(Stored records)

---

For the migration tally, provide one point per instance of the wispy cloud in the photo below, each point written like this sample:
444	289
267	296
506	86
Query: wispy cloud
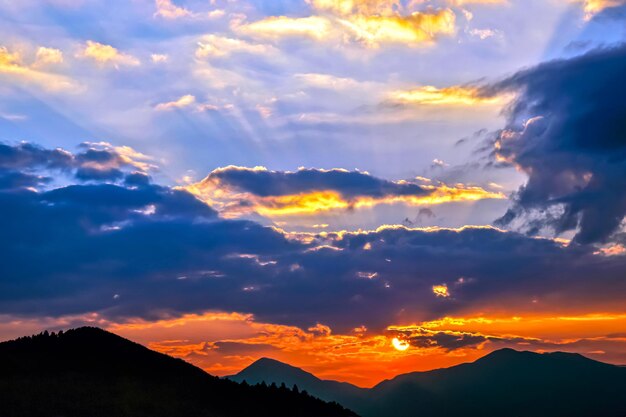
107	55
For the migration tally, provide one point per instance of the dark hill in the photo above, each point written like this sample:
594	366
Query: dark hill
88	372
505	383
272	371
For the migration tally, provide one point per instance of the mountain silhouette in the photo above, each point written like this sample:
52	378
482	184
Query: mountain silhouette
273	371
88	372
504	383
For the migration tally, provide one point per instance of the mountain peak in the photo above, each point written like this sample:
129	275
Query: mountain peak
89	371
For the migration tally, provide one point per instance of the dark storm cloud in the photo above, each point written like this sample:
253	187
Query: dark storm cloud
144	250
265	183
567	132
24	164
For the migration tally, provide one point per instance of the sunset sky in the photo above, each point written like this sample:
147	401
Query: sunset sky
310	180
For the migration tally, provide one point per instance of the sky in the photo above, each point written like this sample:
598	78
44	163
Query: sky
312	180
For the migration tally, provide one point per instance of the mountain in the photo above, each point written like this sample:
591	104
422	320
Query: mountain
504	383
272	371
88	372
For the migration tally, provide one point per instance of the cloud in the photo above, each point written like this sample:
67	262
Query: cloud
365	22
159	58
220	46
592	7
451	96
315	27
25	165
184	101
48	56
67	249
13	67
107	55
167	9
566	132
238	191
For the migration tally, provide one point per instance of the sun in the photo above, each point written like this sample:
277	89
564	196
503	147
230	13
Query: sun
400	345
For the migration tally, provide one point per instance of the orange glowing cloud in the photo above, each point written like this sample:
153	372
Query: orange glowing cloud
13	66
592	7
224	343
370	23
455	95
107	55
234	201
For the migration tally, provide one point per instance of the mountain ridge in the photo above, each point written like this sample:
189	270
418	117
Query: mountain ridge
88	372
516	383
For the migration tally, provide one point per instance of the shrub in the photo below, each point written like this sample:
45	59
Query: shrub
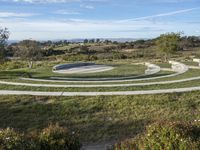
159	136
10	140
55	137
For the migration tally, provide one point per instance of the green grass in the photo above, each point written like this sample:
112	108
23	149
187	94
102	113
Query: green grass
44	70
98	118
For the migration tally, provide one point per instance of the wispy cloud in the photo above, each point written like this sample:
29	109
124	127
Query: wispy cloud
57	1
67	12
162	14
87	6
14	14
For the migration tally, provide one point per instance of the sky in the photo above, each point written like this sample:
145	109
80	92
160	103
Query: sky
70	19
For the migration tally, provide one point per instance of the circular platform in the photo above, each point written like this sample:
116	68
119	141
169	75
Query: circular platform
80	68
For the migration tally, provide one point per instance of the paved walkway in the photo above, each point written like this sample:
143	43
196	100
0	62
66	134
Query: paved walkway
98	85
179	68
145	92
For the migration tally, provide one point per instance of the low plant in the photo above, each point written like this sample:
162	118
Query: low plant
58	138
169	136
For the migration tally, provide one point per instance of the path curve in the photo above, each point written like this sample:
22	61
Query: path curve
151	69
145	92
179	68
99	85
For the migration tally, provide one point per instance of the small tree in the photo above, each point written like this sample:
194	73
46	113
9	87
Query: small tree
4	35
168	43
30	51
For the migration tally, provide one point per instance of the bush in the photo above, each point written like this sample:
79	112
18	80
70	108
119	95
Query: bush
58	138
8	65
10	140
159	136
53	137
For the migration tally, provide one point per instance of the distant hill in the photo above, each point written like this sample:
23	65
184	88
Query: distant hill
81	40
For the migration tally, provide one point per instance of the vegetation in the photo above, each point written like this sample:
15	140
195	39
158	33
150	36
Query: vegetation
173	118
168	43
4	35
53	137
29	50
165	135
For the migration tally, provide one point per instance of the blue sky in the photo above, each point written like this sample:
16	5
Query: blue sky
67	19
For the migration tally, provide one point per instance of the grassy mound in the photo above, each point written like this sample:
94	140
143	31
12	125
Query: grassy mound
163	135
53	137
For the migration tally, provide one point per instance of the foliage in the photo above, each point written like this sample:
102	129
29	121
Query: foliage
168	43
29	50
165	135
4	35
53	137
10	140
57	138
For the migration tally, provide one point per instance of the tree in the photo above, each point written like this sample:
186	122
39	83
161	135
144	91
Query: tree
168	43
30	51
85	41
4	35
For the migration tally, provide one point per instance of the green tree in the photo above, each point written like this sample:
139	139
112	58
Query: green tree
168	43
4	35
30	51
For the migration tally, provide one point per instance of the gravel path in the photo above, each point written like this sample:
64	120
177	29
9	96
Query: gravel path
98	85
179	68
145	92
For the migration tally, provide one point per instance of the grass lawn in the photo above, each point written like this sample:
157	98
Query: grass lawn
98	118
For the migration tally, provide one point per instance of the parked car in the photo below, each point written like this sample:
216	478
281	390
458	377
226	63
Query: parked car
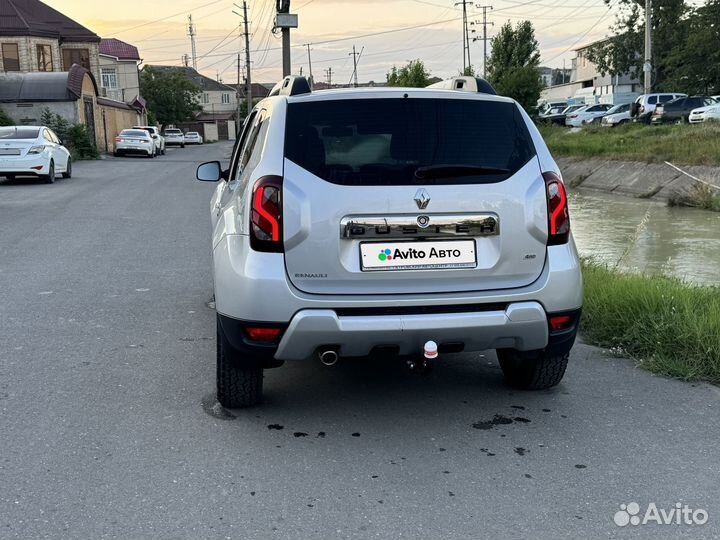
705	114
619	114
586	114
158	139
554	117
678	110
174	137
463	241
193	137
33	151
642	108
134	141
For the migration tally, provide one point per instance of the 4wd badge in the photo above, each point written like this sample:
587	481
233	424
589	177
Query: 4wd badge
422	198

---

*WRITTEN REQUEST*. Write out exactly the lines beginning with the line that holds "of the foliage" and ending with the final line of the data, both ends included, without the pictures.

*EXERCISE SOLUTION*.
For the migration tally, provide one point per instance of the foliage in the photo above, each point written like this sample:
102	129
29	121
Query: foliage
168	43
29	50
165	135
4	35
53	137
10	140
57	138
For the migration tally, provide one point per instance of the tree in the photo above, each point written like this sample:
186	122
39	83
161	135
144	91
Query: tree
168	43
30	51
85	41
4	35
For the migration tally, provide one point per instance of the green tree in the photo above, each point written like this sample:
139	139
112	58
Query: green tree
168	43
4	35
30	51
For the migration tally, provide one point per instance of the gravel path in the photo above, each point written like this sample:
64	120
177	29
9	96
Query: gravel path
98	85
179	68
145	92
For the migration tally, provide one point per instance of the grass lawn in the photo above, each point written like this sample:
157	98
Query: grass lawn
98	118
For the migration tally, provide one point per instance of the parked car in the photo below, each point written like this sample:
216	478
281	390
458	377
226	63
Query: parked car
705	114
619	114
586	114
158	139
554	117
678	110
174	137
463	241
193	137
33	151
642	108
134	141
For the migration tally, provide one point per instance of the 4wd badge in the photo above, each point written like this sample:
587	481
233	424
589	177
Query: 4wd badge
422	198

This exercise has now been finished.